─── DATA FOR THE TASK ───

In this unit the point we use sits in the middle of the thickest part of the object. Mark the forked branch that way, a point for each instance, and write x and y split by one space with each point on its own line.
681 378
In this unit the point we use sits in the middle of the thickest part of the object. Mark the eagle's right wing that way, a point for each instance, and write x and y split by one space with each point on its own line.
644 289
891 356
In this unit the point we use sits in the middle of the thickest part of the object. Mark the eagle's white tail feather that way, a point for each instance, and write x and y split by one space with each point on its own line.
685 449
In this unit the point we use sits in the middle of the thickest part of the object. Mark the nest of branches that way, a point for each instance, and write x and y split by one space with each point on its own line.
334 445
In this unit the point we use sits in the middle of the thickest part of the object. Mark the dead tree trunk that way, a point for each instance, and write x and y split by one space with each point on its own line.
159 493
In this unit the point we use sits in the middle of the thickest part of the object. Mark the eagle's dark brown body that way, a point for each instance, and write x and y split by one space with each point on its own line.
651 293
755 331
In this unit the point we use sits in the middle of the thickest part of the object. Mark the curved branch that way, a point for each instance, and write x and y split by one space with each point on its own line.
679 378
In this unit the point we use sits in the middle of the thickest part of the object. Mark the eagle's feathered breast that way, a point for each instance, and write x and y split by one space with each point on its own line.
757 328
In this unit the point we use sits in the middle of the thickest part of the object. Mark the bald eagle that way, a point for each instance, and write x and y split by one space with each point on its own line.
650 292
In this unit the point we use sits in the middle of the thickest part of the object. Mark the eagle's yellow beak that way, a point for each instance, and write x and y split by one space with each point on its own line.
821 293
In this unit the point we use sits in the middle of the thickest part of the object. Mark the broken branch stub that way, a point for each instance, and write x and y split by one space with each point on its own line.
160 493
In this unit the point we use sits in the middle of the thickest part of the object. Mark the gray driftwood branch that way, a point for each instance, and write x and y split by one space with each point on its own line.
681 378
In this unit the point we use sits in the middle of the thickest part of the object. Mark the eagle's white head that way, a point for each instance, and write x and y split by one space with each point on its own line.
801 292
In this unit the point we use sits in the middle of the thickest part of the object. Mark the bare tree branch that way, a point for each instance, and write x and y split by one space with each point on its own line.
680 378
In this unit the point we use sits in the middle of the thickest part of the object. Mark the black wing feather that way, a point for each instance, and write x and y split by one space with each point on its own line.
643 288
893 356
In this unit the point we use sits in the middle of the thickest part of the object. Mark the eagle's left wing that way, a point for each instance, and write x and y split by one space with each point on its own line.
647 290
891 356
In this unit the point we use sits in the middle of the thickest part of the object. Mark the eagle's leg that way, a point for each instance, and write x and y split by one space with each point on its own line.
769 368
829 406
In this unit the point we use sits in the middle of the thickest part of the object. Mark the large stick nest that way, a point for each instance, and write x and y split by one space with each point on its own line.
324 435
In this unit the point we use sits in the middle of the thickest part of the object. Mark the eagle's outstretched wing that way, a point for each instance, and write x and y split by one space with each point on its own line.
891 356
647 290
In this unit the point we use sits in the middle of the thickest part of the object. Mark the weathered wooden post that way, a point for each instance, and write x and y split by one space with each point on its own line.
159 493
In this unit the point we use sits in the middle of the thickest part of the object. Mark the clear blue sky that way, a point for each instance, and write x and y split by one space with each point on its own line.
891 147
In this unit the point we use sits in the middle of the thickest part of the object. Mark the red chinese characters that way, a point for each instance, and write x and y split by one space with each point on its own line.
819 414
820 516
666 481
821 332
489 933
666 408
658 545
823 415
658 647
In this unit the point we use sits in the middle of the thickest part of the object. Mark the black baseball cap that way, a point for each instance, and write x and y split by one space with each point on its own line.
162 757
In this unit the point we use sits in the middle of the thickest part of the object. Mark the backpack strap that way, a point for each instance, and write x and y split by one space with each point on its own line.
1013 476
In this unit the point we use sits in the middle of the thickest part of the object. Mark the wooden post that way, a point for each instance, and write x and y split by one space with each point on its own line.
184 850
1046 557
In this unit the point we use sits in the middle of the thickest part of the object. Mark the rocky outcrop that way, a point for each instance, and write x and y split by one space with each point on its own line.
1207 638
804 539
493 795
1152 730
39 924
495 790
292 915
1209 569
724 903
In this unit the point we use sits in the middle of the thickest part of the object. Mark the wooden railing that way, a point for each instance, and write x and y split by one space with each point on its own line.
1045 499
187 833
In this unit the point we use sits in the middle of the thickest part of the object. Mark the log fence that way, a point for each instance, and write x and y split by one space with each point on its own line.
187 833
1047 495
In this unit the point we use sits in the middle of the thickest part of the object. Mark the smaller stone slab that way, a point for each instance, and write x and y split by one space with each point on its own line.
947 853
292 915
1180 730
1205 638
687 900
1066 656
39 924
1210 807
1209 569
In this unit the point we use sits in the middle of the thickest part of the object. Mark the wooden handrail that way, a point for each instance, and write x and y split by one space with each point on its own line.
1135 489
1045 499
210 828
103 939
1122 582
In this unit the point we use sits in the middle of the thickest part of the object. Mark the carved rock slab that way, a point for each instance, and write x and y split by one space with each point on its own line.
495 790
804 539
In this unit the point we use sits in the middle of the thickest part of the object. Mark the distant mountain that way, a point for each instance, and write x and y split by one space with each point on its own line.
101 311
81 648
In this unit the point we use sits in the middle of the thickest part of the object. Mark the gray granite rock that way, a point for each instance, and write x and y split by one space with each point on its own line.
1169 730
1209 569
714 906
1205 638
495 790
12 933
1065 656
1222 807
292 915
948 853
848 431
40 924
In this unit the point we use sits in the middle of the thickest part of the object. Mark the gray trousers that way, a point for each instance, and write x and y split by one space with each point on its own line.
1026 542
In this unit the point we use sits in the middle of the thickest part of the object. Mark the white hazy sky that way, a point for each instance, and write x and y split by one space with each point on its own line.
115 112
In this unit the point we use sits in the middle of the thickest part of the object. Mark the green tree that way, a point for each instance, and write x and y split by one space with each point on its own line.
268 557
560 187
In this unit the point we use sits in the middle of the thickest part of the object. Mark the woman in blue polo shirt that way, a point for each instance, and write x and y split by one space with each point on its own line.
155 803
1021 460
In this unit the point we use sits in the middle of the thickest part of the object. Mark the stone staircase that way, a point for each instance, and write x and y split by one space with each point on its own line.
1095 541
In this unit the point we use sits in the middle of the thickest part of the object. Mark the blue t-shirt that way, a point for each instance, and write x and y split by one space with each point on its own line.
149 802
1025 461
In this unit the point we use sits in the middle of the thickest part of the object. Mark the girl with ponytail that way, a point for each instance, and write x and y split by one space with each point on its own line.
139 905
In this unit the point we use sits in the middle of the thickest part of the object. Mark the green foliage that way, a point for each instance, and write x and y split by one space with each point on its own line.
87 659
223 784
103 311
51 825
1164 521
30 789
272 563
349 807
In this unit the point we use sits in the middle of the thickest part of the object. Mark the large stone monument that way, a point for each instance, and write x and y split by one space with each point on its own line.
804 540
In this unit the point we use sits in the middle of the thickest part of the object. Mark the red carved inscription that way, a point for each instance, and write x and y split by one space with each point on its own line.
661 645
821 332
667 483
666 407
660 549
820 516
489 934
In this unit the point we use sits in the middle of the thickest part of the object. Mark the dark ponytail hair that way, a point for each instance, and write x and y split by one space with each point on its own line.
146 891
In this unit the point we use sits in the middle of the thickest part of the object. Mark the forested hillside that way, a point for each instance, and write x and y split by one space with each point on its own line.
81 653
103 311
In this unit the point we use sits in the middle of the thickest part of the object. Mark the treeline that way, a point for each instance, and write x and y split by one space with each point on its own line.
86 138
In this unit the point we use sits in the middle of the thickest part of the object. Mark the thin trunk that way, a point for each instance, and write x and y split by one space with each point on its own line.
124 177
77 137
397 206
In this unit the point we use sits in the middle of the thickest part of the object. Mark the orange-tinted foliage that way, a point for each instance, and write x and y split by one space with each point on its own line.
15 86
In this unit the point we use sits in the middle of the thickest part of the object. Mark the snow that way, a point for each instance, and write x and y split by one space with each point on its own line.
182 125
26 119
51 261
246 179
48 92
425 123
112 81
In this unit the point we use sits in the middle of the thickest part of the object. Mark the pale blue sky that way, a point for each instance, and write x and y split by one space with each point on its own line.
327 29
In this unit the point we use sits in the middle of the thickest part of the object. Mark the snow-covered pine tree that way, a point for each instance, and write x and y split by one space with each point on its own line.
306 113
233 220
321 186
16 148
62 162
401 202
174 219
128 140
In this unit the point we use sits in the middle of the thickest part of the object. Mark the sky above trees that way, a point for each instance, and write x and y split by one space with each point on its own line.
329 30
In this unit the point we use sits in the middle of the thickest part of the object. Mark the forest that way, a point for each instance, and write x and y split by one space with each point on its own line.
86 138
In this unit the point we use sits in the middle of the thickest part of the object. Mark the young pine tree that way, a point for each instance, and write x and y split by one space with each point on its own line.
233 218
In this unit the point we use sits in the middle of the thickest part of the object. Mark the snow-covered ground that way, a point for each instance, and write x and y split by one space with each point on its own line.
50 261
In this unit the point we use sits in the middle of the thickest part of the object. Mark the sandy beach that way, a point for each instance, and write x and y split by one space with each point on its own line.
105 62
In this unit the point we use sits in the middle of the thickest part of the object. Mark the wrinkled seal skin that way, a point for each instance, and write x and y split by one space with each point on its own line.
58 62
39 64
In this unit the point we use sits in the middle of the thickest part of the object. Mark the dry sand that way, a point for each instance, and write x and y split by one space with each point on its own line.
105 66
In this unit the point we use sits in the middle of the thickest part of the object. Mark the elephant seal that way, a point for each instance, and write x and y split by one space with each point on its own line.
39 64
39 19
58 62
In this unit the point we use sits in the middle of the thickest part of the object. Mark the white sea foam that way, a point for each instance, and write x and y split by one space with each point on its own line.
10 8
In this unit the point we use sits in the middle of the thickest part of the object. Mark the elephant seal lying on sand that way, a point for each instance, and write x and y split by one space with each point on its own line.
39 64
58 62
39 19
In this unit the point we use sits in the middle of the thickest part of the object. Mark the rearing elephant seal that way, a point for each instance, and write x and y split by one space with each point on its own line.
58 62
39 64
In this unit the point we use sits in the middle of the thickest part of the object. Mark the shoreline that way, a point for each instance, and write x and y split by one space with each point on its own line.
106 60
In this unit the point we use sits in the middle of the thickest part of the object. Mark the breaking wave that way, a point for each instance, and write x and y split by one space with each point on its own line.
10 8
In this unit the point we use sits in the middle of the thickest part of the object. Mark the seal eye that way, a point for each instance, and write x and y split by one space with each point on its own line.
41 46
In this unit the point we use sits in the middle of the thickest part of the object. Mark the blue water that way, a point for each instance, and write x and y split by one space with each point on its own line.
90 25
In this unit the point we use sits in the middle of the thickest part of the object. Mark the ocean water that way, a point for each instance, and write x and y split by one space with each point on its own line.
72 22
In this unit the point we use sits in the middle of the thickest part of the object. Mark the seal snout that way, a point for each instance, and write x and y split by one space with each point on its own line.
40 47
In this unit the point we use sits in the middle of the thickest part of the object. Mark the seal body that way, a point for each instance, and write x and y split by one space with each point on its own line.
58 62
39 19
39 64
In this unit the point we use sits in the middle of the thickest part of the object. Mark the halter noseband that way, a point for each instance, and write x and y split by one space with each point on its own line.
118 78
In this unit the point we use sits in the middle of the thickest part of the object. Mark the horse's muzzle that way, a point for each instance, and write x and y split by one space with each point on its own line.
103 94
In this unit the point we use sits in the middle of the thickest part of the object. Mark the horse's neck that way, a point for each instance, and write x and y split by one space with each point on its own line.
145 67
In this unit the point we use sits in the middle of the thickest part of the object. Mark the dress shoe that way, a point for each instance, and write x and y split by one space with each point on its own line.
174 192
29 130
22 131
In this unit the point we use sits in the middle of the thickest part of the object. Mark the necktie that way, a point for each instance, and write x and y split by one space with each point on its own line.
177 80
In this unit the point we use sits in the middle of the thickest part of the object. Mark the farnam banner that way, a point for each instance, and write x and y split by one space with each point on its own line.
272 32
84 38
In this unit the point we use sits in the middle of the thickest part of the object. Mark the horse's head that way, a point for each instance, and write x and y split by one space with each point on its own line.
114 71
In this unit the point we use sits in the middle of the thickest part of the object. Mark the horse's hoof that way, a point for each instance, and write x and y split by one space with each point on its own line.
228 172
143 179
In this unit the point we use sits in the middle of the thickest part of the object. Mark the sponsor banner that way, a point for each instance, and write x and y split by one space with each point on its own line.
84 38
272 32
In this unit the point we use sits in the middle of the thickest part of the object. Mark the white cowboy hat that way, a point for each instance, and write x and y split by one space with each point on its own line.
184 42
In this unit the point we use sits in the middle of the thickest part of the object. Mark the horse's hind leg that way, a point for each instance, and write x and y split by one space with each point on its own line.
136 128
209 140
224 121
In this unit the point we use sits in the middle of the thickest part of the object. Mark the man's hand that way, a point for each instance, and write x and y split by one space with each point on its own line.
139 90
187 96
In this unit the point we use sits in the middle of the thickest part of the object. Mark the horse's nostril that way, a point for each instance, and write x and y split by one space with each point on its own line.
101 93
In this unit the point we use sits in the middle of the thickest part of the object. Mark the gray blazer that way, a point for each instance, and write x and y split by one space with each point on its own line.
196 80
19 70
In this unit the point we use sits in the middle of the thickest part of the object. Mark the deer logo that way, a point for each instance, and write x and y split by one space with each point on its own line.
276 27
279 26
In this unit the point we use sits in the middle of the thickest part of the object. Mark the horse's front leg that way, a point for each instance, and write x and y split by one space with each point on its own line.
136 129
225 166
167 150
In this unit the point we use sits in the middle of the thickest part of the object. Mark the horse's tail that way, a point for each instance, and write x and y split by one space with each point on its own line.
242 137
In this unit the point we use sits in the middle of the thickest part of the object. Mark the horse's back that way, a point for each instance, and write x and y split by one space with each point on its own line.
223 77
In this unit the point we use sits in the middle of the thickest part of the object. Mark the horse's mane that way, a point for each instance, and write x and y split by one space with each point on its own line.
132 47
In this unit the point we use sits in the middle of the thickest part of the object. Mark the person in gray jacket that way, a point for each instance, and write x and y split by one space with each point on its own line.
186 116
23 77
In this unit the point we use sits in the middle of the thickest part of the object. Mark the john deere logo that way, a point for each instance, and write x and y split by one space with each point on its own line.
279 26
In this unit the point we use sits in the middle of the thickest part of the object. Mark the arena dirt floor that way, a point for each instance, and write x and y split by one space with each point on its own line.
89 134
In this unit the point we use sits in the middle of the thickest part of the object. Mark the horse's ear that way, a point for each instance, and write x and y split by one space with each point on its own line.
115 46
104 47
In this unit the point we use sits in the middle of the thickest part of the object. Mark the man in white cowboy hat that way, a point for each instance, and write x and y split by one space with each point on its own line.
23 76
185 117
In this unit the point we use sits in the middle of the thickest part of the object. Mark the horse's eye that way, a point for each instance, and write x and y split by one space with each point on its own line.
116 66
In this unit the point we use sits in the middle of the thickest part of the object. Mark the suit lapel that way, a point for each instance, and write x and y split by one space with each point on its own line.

───

* WHAT THIS TASK INVOLVES: Take the line in which "the horse's mane" occurs and each subsequent line through the end; give these lines again without alteration.

* ANSWER TO THE PROBLEM:
In this unit the point we use sits in the middle of the thickest part of the object. Mark the horse's mane that way, a point for each instance, and write x and y split by one space with each point on its own line.
132 47
In this unit the point we use sits in the middle of the thickest part of the object. Mark the person in gray jacket that way, a point for each instance, and write x and y split by one space with each point on its own line.
186 116
23 77
In this unit the point we use sits in the middle of the thickest part of the object. Mark the john deere logo that way, a point for each instance, and write x and y split by one space with each point on its own line.
279 26
In this unit the point we use sits in the middle of the thickest part of the object. Mark the arena dirt floor that way, a point for each instance, and write x and y split by one space with each point on its own line.
89 134
In this unit the point we use sits in the middle of the thickest part of the object. Mark the horse's ear that way, a point for each instance, and write x and y split by one space with each point on its own line.
115 46
104 47
In this unit the point we use sits in the middle of the thickest part of the object. Mark the man in white cowboy hat that way, a point for each instance, and write x and y split by one space with each point on its own line.
23 76
185 117
In this unit the point we use sits in the middle of the thickest part of the object. Mark the horse's eye that way, a point for each instance, and write x and y split by one space with each point on its own line.
116 66
In this unit the point we use sits in the middle of the thickest part of the object. Mark the suit lapel that way, a point for each instance, and write x and y split by one space with each point on its own line.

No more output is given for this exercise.